Set task 1 :: Which school district did Reid Newey leave to become superintendent of the Davis School District, according to the Davis School District text?
Set task 2 :: Reproduce the part of the Davis School District text starting with "Davis School District is" and going on through "10th grade-12th grade.".

Excerpt provided ::
-.-.-

Davis School District is a school district serving Davis County, Utah, United States. Headquartered in the county seat of Farmington, it is the 61st largest school district in the United States and the 2nd largest school district in Utah with 72,987 students attending Davis schools as of 2019. It is located almost entirely within Davis County. Students attend elementary school from kindergarten to 6th grade, junior high from 7th grade-9th grade, and high school from 10th grade-12th grade.

History
In 2006, the Davis School District received recognition for having the nation's top graduation rate among the 100 largest school districts in the United States, according to a survey by the Manhattan Institute for Policy Research. Also in 2006, the superintendent, Dr. W. Bryan Bowles was awarded superintendent of the year in Utah. For the 2016-17 school year, Reid Newey moved from the Weber School District to become the superintendent of DSD.

-.-.-

Provided material ::
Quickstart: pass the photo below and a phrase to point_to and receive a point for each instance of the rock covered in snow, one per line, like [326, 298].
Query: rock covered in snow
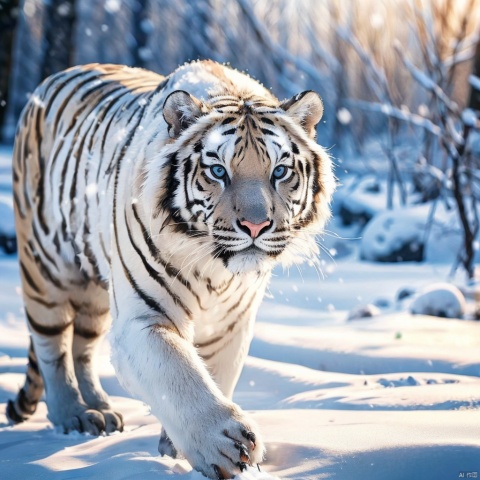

-.-.-

Correct output 1 :: The Weber School District.

Correct output 2 ::
Davis School District is a school district serving Davis County, Utah, United States. Headquartered in the county seat of Farmington, it is the 61st largest school district in the United States and the 2nd largest school district in Utah with 72,987 students attending Davis schools as of 2019. It is located almost entirely within Davis County. Students attend elementary school from kindergarten to 6th grade, junior high from 7th grade-9th grade, and high school from 10th grade-12th grade.